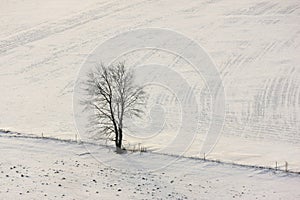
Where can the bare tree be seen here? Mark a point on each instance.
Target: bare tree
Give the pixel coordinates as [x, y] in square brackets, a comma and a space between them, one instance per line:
[112, 95]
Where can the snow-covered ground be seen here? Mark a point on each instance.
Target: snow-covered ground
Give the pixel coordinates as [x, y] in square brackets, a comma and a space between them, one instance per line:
[49, 169]
[254, 44]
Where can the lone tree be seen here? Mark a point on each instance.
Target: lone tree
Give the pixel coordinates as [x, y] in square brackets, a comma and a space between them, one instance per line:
[112, 95]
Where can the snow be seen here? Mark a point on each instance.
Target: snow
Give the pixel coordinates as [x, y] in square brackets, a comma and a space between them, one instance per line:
[254, 45]
[55, 169]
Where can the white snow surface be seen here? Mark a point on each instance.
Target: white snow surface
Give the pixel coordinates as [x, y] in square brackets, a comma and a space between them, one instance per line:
[49, 169]
[254, 44]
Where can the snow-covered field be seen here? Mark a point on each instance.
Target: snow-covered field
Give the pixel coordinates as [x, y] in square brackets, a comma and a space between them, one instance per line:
[254, 45]
[51, 169]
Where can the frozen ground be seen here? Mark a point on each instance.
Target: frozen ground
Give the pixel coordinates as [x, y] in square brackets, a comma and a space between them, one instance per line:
[48, 169]
[255, 45]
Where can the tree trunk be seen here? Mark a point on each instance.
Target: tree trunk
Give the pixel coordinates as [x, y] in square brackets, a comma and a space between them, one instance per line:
[120, 137]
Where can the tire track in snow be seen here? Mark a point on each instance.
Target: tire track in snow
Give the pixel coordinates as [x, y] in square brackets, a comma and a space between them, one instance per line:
[62, 25]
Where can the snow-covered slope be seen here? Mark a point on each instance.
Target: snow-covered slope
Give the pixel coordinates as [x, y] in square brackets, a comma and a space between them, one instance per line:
[254, 44]
[52, 169]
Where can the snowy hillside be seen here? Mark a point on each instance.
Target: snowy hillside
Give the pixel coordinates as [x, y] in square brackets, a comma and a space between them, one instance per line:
[254, 45]
[59, 170]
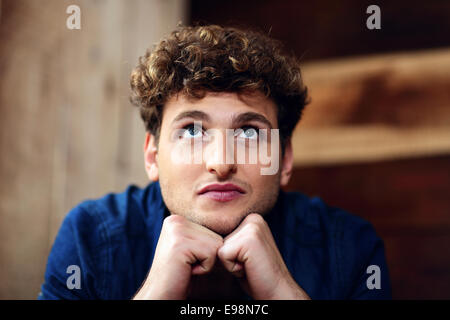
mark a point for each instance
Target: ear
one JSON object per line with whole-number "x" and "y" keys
{"x": 287, "y": 164}
{"x": 151, "y": 157}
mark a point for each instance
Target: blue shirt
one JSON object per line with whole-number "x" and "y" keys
{"x": 112, "y": 240}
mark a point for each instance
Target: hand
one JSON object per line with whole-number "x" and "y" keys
{"x": 251, "y": 254}
{"x": 184, "y": 249}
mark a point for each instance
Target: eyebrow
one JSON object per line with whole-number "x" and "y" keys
{"x": 250, "y": 116}
{"x": 194, "y": 114}
{"x": 236, "y": 119}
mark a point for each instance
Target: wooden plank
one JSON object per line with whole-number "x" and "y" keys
{"x": 375, "y": 108}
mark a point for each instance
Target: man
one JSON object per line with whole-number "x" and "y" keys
{"x": 213, "y": 225}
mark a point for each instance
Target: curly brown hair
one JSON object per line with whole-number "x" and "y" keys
{"x": 201, "y": 59}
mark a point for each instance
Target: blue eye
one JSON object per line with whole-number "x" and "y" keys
{"x": 191, "y": 131}
{"x": 247, "y": 132}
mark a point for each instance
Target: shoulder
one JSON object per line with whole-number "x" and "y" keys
{"x": 89, "y": 237}
{"x": 333, "y": 222}
{"x": 109, "y": 214}
{"x": 349, "y": 242}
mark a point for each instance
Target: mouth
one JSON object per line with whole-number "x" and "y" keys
{"x": 221, "y": 192}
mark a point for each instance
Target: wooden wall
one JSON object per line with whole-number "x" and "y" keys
{"x": 67, "y": 130}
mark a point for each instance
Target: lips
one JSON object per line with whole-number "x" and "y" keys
{"x": 221, "y": 192}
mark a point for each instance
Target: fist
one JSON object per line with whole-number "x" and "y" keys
{"x": 184, "y": 249}
{"x": 250, "y": 253}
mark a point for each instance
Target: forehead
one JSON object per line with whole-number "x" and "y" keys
{"x": 221, "y": 107}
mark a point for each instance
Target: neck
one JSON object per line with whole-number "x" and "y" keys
{"x": 218, "y": 284}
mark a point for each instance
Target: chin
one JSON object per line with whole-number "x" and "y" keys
{"x": 220, "y": 225}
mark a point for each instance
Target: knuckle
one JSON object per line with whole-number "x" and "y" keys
{"x": 173, "y": 223}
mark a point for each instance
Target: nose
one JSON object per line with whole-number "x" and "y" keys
{"x": 220, "y": 156}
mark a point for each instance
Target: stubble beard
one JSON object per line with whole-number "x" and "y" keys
{"x": 181, "y": 207}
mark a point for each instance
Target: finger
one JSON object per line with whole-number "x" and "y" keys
{"x": 230, "y": 254}
{"x": 202, "y": 256}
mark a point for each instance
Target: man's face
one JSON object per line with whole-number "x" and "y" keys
{"x": 183, "y": 183}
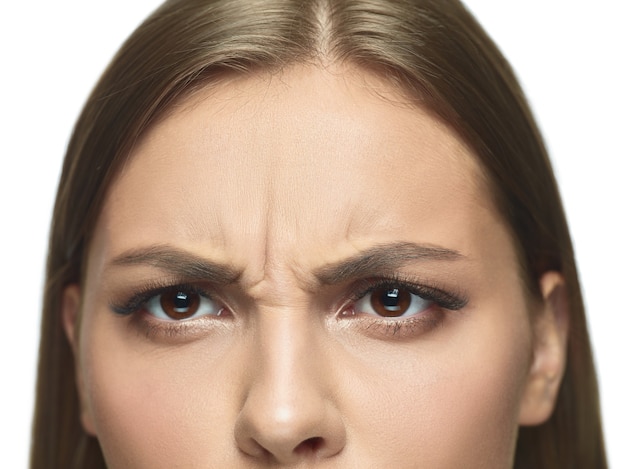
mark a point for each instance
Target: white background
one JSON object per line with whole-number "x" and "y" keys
{"x": 569, "y": 55}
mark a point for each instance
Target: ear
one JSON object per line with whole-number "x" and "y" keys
{"x": 550, "y": 326}
{"x": 70, "y": 312}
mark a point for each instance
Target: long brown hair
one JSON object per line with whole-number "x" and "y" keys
{"x": 433, "y": 50}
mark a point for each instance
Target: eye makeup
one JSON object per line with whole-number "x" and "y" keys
{"x": 395, "y": 306}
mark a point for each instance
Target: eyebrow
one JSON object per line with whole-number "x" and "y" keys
{"x": 178, "y": 262}
{"x": 383, "y": 258}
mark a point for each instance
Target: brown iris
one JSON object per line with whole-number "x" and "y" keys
{"x": 390, "y": 302}
{"x": 179, "y": 304}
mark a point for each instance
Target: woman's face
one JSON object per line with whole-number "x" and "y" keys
{"x": 300, "y": 270}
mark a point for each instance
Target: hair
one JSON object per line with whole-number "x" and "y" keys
{"x": 434, "y": 51}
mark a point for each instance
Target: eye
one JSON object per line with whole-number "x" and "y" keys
{"x": 179, "y": 304}
{"x": 391, "y": 303}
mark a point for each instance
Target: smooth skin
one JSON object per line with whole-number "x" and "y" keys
{"x": 280, "y": 198}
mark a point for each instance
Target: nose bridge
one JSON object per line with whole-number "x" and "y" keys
{"x": 288, "y": 414}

• Task brief: Repeat the listing above exactly, with no pictures.

• Result below:
Where can the bare tree be seen here? Mark a point on each instance.
Target: bare tree
Give the pixel coordinates as [x, y] in square brackets, a comma and a space between them, one instance per line:
[112, 95]
Where can the snow-covered ground be seen here? Mark a point on each instance.
Target: snow-covered ground
Give the pixel coordinates as [x, y] in square brackets, a comma and a space between them, one instance per line:
[49, 169]
[254, 44]
Where can the lone tree be seen here? Mark a point on each instance.
Target: lone tree
Give the pixel coordinates as [x, y] in square brackets, a comma and a space between them, one instance per line:
[112, 95]
Where can the snow be seen here? Mark a point on each instance.
Target: snow
Give the pixel coordinates as [x, y] in square brackets, a comma and a space between them, one instance per line:
[254, 45]
[55, 169]
Where can the white snow surface be seen here? Mark a point on each instance.
Target: white snow surface
Give the pixel coordinates as [x, y] in square brackets, a comma and a space between them, one instance per line:
[49, 169]
[254, 44]
Where can the snow-covered field be seen here? Mark a point on each instance.
Target: snow-covered field
Give the pixel coordinates as [x, y] in square brackets, a comma and a space between them, one instance per line:
[254, 45]
[51, 169]
Where can the frozen ground be seen here? Mark a point on each instance.
Target: frozen ground
Give the pixel coordinates as [x, y] in square brackets, a comma and a space between them, one instance per line:
[48, 169]
[255, 45]
Where can the tree trunk be seen here? Mark a point on each instance.
Target: tree trunk
Give the pixel coordinates as [x, y] in square brackets, a comma and a space between them, one instance per line:
[120, 137]
Where can the tire track in snow be seen here? Mark a point on each instance.
Target: tire track in snow
Give the pixel coordinates as [x, y] in square brackets, a comma and a space between them, one instance per line:
[62, 25]
Where can the snow-covered slope be seen here? Mark a point on each instance.
Target: snow-covered slope
Give the pixel coordinates as [x, y] in square brackets, a comma and a space between them, one instance per line:
[254, 44]
[52, 169]
Where can the snowy hillside be seen here? Mark a point on each instance.
Target: snowy hillside
Give the pixel coordinates as [x, y] in square brackets, a comma and a space between them, one instance per line:
[254, 45]
[59, 170]
mark a point for each instance
Target: ear
one JSON object per line with whole-number "x" and "y" keys
{"x": 287, "y": 164}
{"x": 151, "y": 157}
mark a point for each instance
Target: blue shirt
one JSON object per line with whole-number "x" and "y" keys
{"x": 112, "y": 240}
mark a point for each instance
Target: hand
one JSON object per line with whole-number "x" and "y" keys
{"x": 251, "y": 254}
{"x": 184, "y": 249}
mark a point for each instance
Target: eyebrow
one JSON object per line with whole-number "x" and "y" keys
{"x": 250, "y": 116}
{"x": 194, "y": 114}
{"x": 236, "y": 119}
mark a point for each instance
Target: wooden plank
one JSON object per line with whole-number "x" and "y" keys
{"x": 375, "y": 108}
mark a point for each instance
Target: man
one JSON object per line with whole-number "x" and "y" keys
{"x": 213, "y": 225}
mark a point for each instance
Target: curly brown hair
one JSON object per line with whole-number "x" and "y" keys
{"x": 201, "y": 59}
mark a point for each instance
Target: blue eye
one JSON object per line with whole-number "x" and "y" keys
{"x": 191, "y": 131}
{"x": 247, "y": 132}
mark a point for each instance
Target: shoulder
one JSON object per line with whole-number "x" and "y" keys
{"x": 89, "y": 237}
{"x": 333, "y": 222}
{"x": 109, "y": 214}
{"x": 349, "y": 242}
mark a point for each instance
Target: mouth
one JSON object per line with whole-number "x" and "y" keys
{"x": 221, "y": 192}
mark a point for each instance
Target: wooden wall
one JSON object per line with whole-number "x" and "y" keys
{"x": 67, "y": 130}
mark a point for each instance
Target: lips
one JSON object per line with whole-number "x" and "y" keys
{"x": 221, "y": 192}
mark a point for each instance
Target: fist
one JSON object per line with whole-number "x" and "y" keys
{"x": 184, "y": 249}
{"x": 250, "y": 253}
mark a point for each instance
Target: forehead
one JSON object per line with whole-number "x" and "y" keys
{"x": 221, "y": 107}
mark a point for each instance
Target: neck
one JSON object per line with whole-number "x" and "y" keys
{"x": 218, "y": 284}
mark a point for each instance
Target: chin
one JSON object per line with whole-number "x" and "y" keys
{"x": 220, "y": 225}
mark a point for each instance
Target: knuckle
one JSON object per line with whole-number "x" and "y" keys
{"x": 173, "y": 223}
mark a point for each instance
Target: nose
one JSON object per line with whole-number "x" and "y" keys
{"x": 220, "y": 156}
mark a point for each instance
Target: stubble beard
one JSON object per line with whole-number "x" and "y" keys
{"x": 181, "y": 207}
mark a point for each instance
Target: finger
one JSON object per line with whole-number "x" and "y" keys
{"x": 230, "y": 254}
{"x": 202, "y": 256}
mark a point for each instance
Target: man's face
one JSON object per line with whole-number "x" and "y" keys
{"x": 183, "y": 183}
mark a point for each instance
Target: white background
one JSON object per line with whole-number "x" and "y" keys
{"x": 569, "y": 55}
mark a point for each instance
Target: ear
one JSON object per line with whole-number "x" and "y" keys
{"x": 550, "y": 326}
{"x": 70, "y": 312}
mark a point for each instance
Target: long brown hair
one JSON object per line with whole-number "x" and "y" keys
{"x": 433, "y": 50}
mark a point for each instance
Target: eye makeup
one JSON object per line with whole-number "x" and "y" keys
{"x": 395, "y": 306}
mark a point for each instance
Target: eyebrow
one JSON object per line with whole-number "x" and "y" keys
{"x": 178, "y": 262}
{"x": 383, "y": 258}
mark a point for each instance
Target: brown iris
one JSON object per line with whole-number "x" and "y" keys
{"x": 390, "y": 302}
{"x": 179, "y": 304}
mark a point for each instance
Target: woman's face
one JSON object per line with whole-number "x" and "y" keys
{"x": 300, "y": 270}
mark a point for each instance
Target: hair
one JSON object per line with whole-number "x" and "y" keys
{"x": 434, "y": 51}
mark a point for each instance
Target: eye
one JSON object per line with whole-number "x" and "y" keys
{"x": 179, "y": 304}
{"x": 391, "y": 303}
mark a point for each instance
Target: smooth skin
one JSON object per line with whole-number "x" and "y" keys
{"x": 280, "y": 198}
mark a point for each instance
Target: nose bridge
one JSON object per line with whole-number "x" and "y" keys
{"x": 288, "y": 414}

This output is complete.